**Job**. Put the following entries into a Markdown table with the columns Row and Text, giving each non-blank line its own numbered row. Leave the pictures out.

-- Begin Rows --

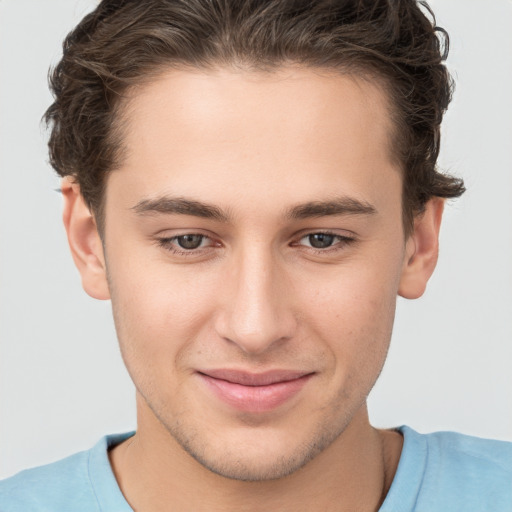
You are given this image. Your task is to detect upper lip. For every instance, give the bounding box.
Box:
[199,369,313,386]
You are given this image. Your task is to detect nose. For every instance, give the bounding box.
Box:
[216,246,296,355]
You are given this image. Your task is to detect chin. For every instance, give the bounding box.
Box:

-- End Rows --

**Expected answer**.
| Row | Text |
|---|---|
| 1 | You are given this image. Your task is to detect upper lip. For every instance, give the bounding box. |
| 2 | Box: |
| 3 | [199,369,313,386] |
| 4 | You are given this image. Your task is to detect nose. For every instance, give the bounding box. |
| 5 | Box: |
| 6 | [216,246,296,355] |
| 7 | You are given this image. Your task is to detect chin. For every instance, give the bounding box. |
| 8 | Box: |